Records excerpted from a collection
*****

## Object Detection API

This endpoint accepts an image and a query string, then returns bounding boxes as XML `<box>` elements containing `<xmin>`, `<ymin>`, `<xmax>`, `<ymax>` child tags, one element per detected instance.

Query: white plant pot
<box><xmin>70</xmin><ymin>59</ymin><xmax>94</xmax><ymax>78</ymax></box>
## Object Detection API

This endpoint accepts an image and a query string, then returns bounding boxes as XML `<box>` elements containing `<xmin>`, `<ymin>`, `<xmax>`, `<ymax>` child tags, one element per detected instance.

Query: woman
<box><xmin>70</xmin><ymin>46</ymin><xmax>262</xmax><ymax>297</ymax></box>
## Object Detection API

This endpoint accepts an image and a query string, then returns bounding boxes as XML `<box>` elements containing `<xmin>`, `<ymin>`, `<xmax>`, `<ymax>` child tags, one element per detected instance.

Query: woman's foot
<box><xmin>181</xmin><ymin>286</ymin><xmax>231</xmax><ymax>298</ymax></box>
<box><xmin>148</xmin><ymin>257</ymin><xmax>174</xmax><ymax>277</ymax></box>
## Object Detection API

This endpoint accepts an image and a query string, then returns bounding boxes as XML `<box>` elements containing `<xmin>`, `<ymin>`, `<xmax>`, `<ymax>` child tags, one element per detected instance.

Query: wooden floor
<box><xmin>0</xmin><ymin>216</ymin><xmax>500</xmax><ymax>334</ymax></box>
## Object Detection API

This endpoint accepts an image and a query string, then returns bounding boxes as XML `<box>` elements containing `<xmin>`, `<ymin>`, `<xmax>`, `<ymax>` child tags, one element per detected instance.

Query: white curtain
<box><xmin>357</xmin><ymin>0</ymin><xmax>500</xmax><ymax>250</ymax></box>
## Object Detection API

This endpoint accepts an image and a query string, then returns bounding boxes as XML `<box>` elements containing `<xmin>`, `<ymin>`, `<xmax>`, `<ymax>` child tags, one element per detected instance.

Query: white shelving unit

*****

> What to produce
Report how many lines in the entries above contain the string "white", treating uppercase and lowercase as different. Give only the number.

> Solution
3